#### [GIVEN RECORDS]
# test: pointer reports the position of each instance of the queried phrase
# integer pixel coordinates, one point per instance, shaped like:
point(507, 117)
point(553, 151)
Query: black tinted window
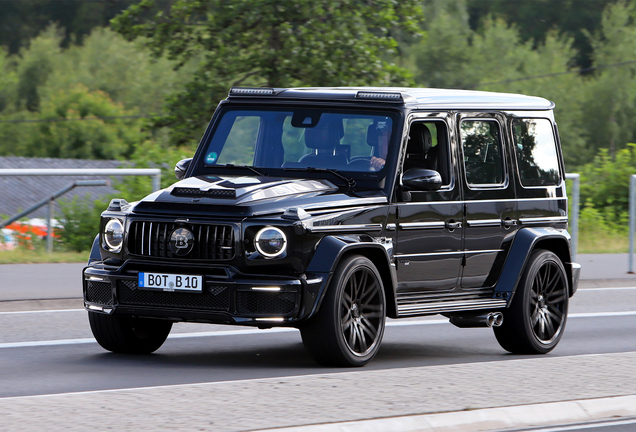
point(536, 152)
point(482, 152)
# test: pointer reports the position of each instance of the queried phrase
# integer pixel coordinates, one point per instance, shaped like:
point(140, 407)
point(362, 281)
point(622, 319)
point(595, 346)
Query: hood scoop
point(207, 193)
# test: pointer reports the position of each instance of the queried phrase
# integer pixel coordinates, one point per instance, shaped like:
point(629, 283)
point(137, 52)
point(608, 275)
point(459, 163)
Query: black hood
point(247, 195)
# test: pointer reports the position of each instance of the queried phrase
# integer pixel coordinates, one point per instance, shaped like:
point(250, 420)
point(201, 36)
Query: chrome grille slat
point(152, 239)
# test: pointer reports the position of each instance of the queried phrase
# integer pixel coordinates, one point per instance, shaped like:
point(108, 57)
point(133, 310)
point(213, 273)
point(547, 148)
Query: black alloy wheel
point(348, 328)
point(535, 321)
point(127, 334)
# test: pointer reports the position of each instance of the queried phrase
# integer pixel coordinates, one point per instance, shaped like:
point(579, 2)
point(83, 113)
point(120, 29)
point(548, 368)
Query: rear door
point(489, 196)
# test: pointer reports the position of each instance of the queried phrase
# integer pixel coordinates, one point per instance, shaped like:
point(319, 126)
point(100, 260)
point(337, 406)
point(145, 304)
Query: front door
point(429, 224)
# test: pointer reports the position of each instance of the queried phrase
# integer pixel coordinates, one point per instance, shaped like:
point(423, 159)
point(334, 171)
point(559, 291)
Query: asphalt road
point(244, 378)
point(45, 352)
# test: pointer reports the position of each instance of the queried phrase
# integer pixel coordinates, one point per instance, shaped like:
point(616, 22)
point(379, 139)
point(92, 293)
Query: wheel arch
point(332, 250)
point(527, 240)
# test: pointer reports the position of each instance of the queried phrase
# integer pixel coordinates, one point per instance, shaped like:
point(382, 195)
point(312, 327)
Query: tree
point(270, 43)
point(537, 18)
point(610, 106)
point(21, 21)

--

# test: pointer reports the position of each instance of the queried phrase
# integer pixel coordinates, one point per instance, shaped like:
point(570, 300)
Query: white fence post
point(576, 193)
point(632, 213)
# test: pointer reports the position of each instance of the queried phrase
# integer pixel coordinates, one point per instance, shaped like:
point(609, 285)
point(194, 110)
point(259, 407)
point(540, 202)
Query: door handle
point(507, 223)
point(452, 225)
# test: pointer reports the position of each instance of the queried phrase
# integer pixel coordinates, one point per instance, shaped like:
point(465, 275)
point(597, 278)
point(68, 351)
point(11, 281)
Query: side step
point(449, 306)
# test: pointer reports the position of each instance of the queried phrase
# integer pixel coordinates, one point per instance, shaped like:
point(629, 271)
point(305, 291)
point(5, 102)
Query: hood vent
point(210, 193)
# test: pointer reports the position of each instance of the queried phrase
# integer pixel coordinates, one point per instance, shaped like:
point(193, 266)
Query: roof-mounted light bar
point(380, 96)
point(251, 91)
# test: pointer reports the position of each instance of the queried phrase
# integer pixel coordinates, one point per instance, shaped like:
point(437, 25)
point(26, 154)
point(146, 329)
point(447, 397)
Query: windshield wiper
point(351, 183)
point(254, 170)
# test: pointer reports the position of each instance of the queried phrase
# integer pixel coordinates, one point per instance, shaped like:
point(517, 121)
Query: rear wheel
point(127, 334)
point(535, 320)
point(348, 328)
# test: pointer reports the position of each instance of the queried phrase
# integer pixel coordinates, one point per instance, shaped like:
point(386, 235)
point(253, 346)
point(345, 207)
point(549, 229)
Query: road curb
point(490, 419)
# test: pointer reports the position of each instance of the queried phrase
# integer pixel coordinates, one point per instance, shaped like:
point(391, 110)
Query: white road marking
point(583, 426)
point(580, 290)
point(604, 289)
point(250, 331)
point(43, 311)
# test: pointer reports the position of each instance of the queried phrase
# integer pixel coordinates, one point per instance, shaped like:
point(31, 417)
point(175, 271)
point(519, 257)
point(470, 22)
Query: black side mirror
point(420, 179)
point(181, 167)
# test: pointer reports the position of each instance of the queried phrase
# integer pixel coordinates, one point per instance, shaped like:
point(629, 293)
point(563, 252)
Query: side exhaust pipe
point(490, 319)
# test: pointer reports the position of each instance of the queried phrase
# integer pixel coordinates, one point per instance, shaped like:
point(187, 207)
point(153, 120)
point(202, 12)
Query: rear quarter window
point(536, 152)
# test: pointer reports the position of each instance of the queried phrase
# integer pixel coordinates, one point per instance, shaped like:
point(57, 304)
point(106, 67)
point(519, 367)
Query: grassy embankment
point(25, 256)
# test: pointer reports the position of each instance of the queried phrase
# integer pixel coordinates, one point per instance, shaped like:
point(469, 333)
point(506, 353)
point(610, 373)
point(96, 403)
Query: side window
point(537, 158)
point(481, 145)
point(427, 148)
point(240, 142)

#### [WHAT IS EXPECTED]
Find the line with "point(386, 235)" in the material above. Reproduce it and each line after it up to and including the line with "point(563, 252)".

#### [EXPECTED ANSWER]
point(386, 235)
point(253, 346)
point(345, 207)
point(549, 229)
Query: road curb
point(490, 419)
# test: pointer reports the position of each instance of the queried phrase
# integer pixel coordinates, one point per instance, shaped like:
point(391, 110)
Query: white road marking
point(583, 426)
point(580, 290)
point(604, 289)
point(250, 331)
point(43, 311)
# test: pointer reports the position of each instance of the queried phrase
# integer pixel coordinates, one point per instance, shaped like:
point(31, 417)
point(175, 271)
point(519, 257)
point(470, 22)
Query: black side mirror
point(420, 179)
point(181, 167)
# test: pointer reports the position of each instance of the queried phrase
# integer pixel coordinates, one point per instance, shaped like:
point(629, 293)
point(563, 252)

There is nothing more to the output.